(Records for this task):
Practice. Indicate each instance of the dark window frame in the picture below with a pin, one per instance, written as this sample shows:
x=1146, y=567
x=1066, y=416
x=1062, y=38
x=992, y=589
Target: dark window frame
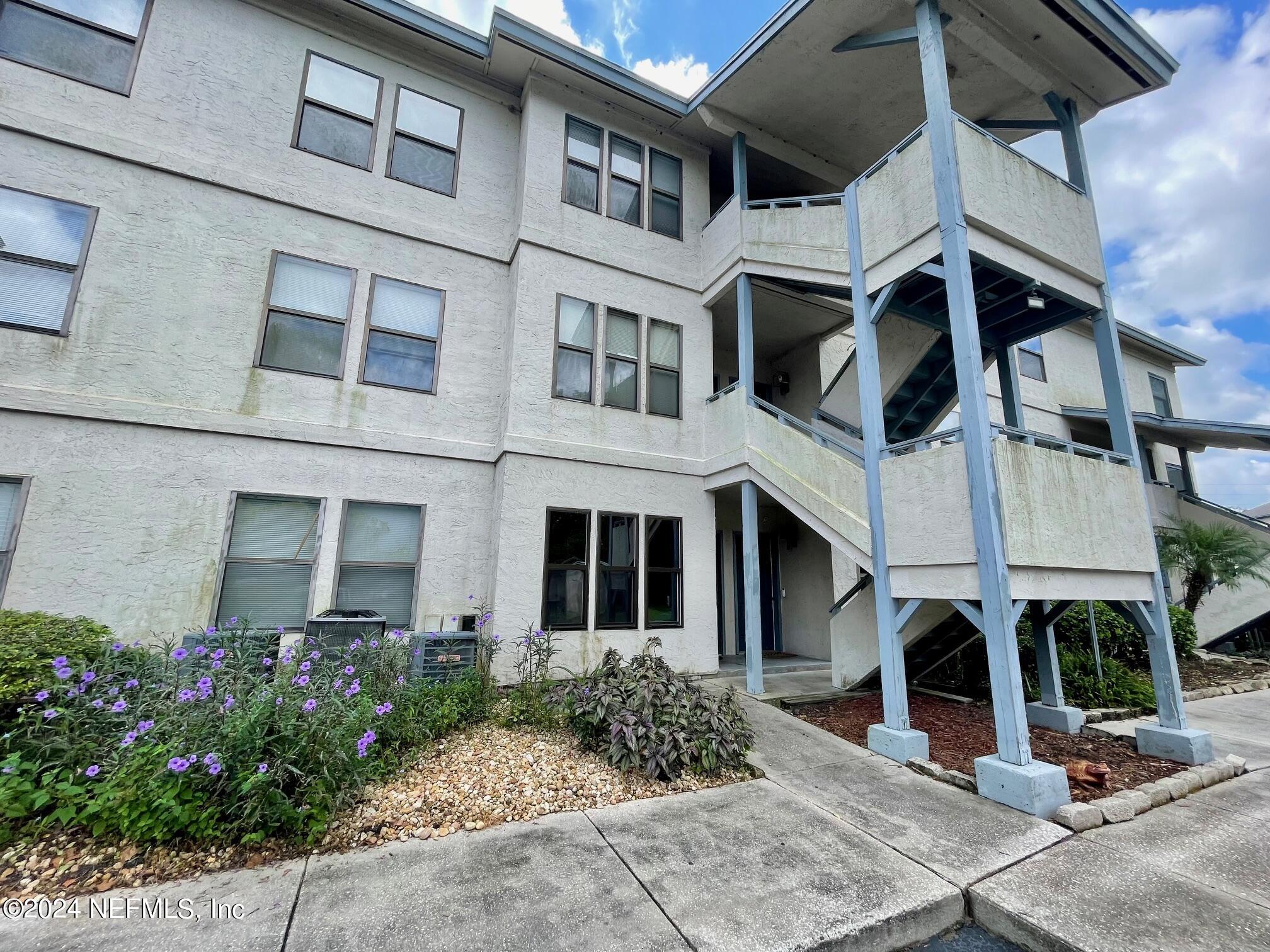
x=591, y=353
x=456, y=151
x=310, y=315
x=9, y=546
x=620, y=358
x=1152, y=378
x=304, y=101
x=549, y=567
x=678, y=573
x=639, y=184
x=598, y=169
x=370, y=327
x=666, y=368
x=653, y=191
x=632, y=570
x=418, y=557
x=225, y=548
x=97, y=28
x=76, y=271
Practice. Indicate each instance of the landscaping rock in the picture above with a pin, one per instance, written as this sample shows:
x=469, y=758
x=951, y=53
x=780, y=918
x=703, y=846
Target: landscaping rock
x=1141, y=802
x=1114, y=809
x=1078, y=817
x=1176, y=787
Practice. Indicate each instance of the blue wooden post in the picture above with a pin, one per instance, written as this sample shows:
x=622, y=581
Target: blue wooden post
x=893, y=738
x=740, y=169
x=1010, y=776
x=750, y=497
x=1170, y=739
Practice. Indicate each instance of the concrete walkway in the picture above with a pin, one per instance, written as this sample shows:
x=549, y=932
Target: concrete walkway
x=1240, y=725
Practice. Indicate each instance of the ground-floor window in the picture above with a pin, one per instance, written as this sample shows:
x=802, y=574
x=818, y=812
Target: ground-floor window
x=270, y=560
x=379, y=560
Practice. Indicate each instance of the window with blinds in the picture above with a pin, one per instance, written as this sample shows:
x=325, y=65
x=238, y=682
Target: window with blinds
x=92, y=41
x=43, y=244
x=270, y=562
x=379, y=560
x=11, y=517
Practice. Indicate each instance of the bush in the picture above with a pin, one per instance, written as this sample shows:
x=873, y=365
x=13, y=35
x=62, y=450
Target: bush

(Problem statement): Can you arrange the lines of the entries as a numbered list, from the line with "Practice. Indicate each instance of the landscaping" through the last line of the entries, both ends included and blank lines left out?

(Finished exercise):
1. Practice. Indicate each instance of the landscaping rock in the picture above with a pin, one per instance, written as this sample shows:
2. x=469, y=758
3. x=951, y=53
4. x=780, y=918
5. x=703, y=846
6. Target: landscaping rock
7. x=1141, y=802
8. x=1114, y=809
9. x=1078, y=817
10. x=1176, y=787
11. Practice. Indicate each instance of the blue wooden post in the picture above with a pin, one per instance, written as this sample shows:
12. x=622, y=581
13. Target: blue wooden post
14. x=893, y=738
15. x=740, y=169
16. x=1010, y=776
17. x=750, y=497
18. x=1170, y=739
19. Practice. Indicate each instance of the concrete walkway in the picture above with a pin, one per instance, written as this sample shows:
20. x=549, y=932
21. Target: concrete walkway
22. x=1240, y=725
23. Practice. Indicate each instance of the ground-floor window in the picture above with a pin, one per instance, written as this sample shows:
24. x=802, y=574
25. x=818, y=812
26. Target: ground-floor window
27. x=270, y=560
28. x=379, y=560
29. Practice. Indicate each instance of the window with blinds in the picture above with a pin, one per instance, written as this sample shows:
30. x=325, y=65
31. x=238, y=682
32. Target: window with blinds
33. x=92, y=41
34. x=43, y=244
35. x=270, y=562
36. x=379, y=560
37. x=11, y=517
38. Practice. Indicate each instance of the bush in the picture above with a pin, one per instance, written as this sample shows:
39. x=873, y=365
40. x=13, y=35
41. x=62, y=450
42. Target: bush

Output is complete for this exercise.